### Pointing and labeling entries
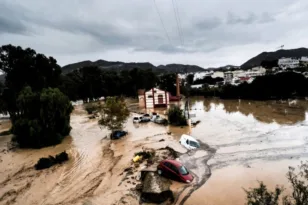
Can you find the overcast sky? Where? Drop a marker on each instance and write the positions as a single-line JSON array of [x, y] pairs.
[[213, 32]]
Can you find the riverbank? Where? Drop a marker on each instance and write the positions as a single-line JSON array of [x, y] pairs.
[[95, 172]]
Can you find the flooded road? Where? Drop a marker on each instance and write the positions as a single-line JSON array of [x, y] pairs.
[[254, 141], [241, 142]]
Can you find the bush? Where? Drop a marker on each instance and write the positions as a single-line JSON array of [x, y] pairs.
[[92, 107], [299, 185], [44, 118], [176, 116]]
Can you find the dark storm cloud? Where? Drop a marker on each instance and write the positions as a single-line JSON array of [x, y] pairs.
[[208, 24], [70, 27]]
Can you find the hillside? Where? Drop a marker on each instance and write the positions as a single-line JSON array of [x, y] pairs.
[[119, 66], [256, 61]]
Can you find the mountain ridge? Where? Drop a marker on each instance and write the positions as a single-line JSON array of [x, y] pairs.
[[274, 55]]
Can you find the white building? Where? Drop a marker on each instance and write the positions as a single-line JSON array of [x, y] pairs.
[[154, 98], [218, 74], [201, 75], [228, 77], [285, 63]]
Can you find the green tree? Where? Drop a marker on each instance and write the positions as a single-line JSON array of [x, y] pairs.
[[299, 184], [43, 117], [114, 113], [39, 112], [261, 196], [25, 67], [190, 79]]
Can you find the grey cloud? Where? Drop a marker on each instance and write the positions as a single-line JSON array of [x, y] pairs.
[[266, 18], [208, 24], [234, 19], [9, 21], [11, 26], [164, 48]]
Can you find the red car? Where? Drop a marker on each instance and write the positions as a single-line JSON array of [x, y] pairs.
[[174, 170]]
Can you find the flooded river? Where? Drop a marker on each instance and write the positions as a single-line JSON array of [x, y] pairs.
[[242, 142]]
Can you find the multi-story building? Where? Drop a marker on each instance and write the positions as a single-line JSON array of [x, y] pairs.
[[228, 76], [285, 63]]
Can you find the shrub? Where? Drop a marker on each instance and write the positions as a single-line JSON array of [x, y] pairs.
[[44, 118], [92, 107], [299, 185], [176, 116]]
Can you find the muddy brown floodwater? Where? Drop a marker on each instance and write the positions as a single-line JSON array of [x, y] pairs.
[[241, 142]]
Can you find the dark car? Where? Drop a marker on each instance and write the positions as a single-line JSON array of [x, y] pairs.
[[174, 170], [117, 134]]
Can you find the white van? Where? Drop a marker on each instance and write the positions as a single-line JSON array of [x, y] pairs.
[[189, 142]]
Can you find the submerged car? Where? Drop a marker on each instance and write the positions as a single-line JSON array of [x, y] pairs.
[[117, 134], [174, 170], [137, 119], [145, 118], [189, 142]]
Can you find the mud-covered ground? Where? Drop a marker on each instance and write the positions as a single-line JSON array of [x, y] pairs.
[[241, 142]]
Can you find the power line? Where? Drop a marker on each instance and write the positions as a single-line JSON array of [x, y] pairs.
[[180, 25], [177, 22], [162, 23]]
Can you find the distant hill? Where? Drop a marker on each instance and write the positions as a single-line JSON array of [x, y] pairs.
[[119, 66], [256, 61]]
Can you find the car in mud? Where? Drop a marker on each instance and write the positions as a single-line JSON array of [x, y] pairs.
[[174, 170], [160, 120], [145, 118], [189, 142], [115, 135], [137, 119]]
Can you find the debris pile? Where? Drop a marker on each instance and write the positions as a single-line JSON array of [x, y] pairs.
[[45, 163]]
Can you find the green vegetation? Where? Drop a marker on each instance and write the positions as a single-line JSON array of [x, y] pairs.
[[176, 116], [114, 113], [92, 107], [299, 184], [39, 112], [43, 118]]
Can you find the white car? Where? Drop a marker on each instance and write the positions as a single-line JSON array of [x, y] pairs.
[[189, 142], [137, 119]]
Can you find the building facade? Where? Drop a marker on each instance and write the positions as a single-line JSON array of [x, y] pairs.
[[285, 63], [154, 98], [228, 76]]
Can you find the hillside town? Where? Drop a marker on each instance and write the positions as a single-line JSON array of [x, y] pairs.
[[237, 75]]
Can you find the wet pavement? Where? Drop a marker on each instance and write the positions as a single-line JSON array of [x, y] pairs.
[[241, 142]]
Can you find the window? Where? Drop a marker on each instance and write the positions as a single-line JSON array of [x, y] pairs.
[[194, 144], [173, 168], [183, 170]]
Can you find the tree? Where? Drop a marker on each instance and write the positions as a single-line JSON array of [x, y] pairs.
[[39, 112], [24, 67], [43, 118], [114, 113], [261, 196], [190, 79], [299, 184]]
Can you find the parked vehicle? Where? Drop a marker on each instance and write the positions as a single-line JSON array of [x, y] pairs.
[[160, 120], [189, 142], [117, 134], [175, 170], [146, 117], [136, 119]]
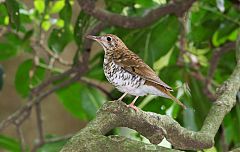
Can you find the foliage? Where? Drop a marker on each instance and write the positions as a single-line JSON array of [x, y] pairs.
[[207, 26]]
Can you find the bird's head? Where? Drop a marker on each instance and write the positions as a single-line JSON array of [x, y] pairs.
[[109, 42]]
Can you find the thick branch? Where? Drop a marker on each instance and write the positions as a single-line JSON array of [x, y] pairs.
[[177, 8], [154, 126]]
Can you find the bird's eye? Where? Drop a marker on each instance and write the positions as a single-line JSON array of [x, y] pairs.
[[109, 38]]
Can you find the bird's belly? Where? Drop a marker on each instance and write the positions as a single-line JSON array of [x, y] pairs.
[[124, 81]]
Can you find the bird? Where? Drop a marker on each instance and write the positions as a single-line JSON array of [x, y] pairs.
[[126, 71]]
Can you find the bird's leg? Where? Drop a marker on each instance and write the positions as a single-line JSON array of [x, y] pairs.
[[131, 105], [120, 99]]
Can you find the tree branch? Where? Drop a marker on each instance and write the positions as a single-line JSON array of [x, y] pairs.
[[154, 126], [177, 8]]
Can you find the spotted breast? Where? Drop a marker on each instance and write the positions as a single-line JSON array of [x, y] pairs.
[[122, 79]]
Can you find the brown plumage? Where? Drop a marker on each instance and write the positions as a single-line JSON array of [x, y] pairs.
[[128, 72]]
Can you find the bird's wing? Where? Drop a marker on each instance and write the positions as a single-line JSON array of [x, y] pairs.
[[135, 65]]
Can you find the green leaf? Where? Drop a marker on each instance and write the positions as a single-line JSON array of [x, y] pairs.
[[13, 11], [59, 38], [1, 76], [4, 19], [66, 13], [7, 51], [46, 25], [81, 101], [57, 6], [223, 34], [23, 82], [39, 5], [9, 144]]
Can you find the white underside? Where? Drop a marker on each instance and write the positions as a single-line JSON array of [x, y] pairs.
[[142, 91]]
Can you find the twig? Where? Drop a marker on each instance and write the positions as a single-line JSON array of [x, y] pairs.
[[216, 57], [23, 113], [223, 140], [116, 114], [60, 138], [21, 137], [39, 124]]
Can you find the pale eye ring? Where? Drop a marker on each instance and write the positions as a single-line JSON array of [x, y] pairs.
[[109, 38]]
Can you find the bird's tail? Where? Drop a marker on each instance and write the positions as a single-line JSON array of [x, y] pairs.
[[166, 92]]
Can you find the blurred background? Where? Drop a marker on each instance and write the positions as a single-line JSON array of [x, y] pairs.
[[194, 52]]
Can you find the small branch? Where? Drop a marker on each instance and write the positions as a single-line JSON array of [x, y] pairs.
[[60, 138], [21, 137], [40, 140], [177, 8], [23, 113], [116, 114], [216, 57]]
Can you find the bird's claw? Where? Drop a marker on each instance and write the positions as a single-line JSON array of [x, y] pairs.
[[133, 107]]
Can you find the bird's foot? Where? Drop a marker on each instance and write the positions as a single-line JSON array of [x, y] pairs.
[[133, 107]]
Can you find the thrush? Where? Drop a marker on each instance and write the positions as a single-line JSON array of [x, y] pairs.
[[128, 73]]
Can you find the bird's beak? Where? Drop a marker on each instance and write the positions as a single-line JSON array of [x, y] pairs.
[[96, 38]]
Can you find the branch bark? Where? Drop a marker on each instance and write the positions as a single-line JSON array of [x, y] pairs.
[[177, 7], [154, 126]]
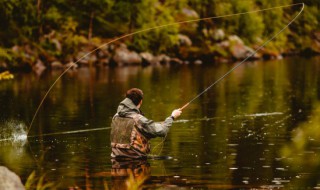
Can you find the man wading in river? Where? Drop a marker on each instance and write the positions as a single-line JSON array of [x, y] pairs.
[[131, 131]]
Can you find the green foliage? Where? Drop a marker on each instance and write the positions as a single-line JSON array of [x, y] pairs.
[[75, 23]]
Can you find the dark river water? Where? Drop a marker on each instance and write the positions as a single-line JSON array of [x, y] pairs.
[[259, 128]]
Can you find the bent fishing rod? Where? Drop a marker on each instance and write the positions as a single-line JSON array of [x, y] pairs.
[[163, 26], [237, 65]]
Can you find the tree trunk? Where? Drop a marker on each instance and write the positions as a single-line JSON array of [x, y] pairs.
[[90, 26], [39, 17]]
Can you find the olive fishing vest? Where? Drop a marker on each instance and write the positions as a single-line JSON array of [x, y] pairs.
[[125, 134]]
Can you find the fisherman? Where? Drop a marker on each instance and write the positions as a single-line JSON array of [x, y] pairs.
[[131, 131]]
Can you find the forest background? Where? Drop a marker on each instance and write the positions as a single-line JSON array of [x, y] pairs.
[[51, 34]]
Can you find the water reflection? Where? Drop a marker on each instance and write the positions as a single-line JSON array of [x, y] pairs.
[[129, 174], [229, 138]]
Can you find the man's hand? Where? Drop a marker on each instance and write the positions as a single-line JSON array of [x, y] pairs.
[[176, 113]]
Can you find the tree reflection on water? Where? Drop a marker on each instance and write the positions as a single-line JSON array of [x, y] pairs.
[[302, 153]]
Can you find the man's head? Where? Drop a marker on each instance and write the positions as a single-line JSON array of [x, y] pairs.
[[135, 94]]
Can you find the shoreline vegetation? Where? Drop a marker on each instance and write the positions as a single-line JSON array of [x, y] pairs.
[[53, 35]]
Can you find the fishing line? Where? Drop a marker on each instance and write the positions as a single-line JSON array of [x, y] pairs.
[[253, 53], [163, 26], [237, 65]]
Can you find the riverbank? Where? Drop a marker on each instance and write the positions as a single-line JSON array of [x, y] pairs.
[[96, 52]]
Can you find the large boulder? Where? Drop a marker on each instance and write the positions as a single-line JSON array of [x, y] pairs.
[[9, 180], [238, 49], [147, 58], [123, 56], [184, 40]]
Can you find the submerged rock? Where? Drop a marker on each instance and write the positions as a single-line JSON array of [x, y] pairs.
[[9, 180]]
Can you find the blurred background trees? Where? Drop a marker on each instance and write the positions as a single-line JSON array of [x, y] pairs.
[[49, 30]]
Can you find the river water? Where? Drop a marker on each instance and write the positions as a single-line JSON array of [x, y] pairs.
[[259, 128]]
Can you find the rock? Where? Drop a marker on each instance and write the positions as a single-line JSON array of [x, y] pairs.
[[238, 50], [9, 180], [123, 56], [147, 58], [190, 13], [184, 40], [235, 39], [56, 65], [197, 62], [57, 44], [174, 61], [39, 67], [162, 59], [71, 65], [219, 35], [85, 58]]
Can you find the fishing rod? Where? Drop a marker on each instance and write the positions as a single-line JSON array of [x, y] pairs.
[[163, 26], [237, 65]]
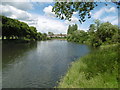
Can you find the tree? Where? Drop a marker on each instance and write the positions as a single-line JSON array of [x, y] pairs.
[[64, 10], [72, 28], [106, 30], [50, 34], [92, 28]]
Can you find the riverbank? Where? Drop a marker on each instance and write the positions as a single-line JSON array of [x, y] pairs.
[[98, 69]]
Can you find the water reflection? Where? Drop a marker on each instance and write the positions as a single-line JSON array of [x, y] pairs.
[[38, 65]]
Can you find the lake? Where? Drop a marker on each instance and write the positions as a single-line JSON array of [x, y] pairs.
[[38, 65]]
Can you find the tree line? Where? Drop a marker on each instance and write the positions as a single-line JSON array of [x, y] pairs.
[[15, 29], [98, 34]]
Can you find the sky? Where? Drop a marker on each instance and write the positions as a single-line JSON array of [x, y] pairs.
[[40, 15]]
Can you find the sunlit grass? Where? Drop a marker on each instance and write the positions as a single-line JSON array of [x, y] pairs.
[[99, 69]]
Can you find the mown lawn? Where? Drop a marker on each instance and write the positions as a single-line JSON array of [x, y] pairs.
[[98, 69]]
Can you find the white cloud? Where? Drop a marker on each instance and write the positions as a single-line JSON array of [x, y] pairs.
[[98, 13], [19, 4], [73, 20], [109, 18], [48, 11], [103, 10], [45, 24], [75, 13], [112, 9], [15, 13], [115, 22]]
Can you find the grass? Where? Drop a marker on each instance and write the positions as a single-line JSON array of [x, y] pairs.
[[98, 69]]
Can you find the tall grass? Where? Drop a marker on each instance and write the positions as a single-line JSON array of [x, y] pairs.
[[99, 69]]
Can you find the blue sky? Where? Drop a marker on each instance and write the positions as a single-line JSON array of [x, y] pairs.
[[40, 15]]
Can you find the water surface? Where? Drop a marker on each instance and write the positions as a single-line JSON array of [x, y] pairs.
[[38, 65]]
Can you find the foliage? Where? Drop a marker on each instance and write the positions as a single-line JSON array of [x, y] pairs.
[[72, 28], [19, 30], [98, 34], [65, 10], [99, 69]]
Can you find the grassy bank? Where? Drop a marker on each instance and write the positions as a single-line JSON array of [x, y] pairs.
[[99, 69]]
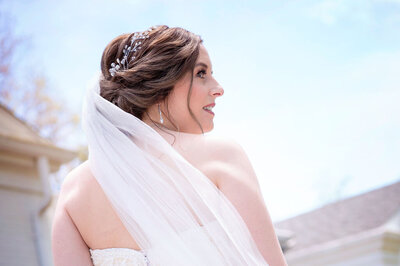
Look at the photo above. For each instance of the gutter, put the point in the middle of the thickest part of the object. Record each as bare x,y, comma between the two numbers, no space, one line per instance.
44,172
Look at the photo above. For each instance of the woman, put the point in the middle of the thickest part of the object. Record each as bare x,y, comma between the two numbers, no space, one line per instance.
156,190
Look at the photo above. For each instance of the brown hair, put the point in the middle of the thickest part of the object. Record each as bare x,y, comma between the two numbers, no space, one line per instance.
164,58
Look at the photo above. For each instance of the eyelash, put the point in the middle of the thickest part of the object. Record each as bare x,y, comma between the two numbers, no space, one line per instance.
201,71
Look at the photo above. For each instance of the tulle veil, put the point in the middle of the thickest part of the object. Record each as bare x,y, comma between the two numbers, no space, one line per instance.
172,210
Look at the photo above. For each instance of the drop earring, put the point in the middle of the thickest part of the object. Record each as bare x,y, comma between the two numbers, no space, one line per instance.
159,110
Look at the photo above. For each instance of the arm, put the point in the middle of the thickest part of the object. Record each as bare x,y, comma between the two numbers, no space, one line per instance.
67,244
238,181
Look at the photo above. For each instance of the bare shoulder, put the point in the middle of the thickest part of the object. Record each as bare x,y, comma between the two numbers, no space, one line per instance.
224,149
230,159
78,189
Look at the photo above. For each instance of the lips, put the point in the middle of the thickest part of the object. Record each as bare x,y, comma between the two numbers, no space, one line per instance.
208,108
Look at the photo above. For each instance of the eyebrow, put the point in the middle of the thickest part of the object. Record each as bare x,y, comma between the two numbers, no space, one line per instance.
202,64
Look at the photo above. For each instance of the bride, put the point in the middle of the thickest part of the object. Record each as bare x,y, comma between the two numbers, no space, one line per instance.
156,190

### Task to carry out
Swap "bush" for "shrub" in the material, from its start through the line containing "[[92, 107], [299, 185], [44, 118], [176, 116]]", and leave everything else unchanged. Do not include the pictures.

### Correct output
Can you find the overcast sky? Where? Drop a marker on each instance and write the positions as a single-line JSON array of [x, y] pairs.
[[213, 32]]
Can you find the riverbank? Where? Drop a marker on each instance and write the positions as a single-line JSON array of [x, y] pairs.
[[95, 172]]
Can you find the flooded road? Where? Drop a marker on each instance and write the positions as a single-line JSON array of [x, y] pairs.
[[254, 141], [241, 142]]
Can you find the shrub? Where? Drop a marker on each instance and write the positions as a single-line JSON array of [x, y] pairs.
[[92, 107], [299, 185], [44, 118], [176, 116]]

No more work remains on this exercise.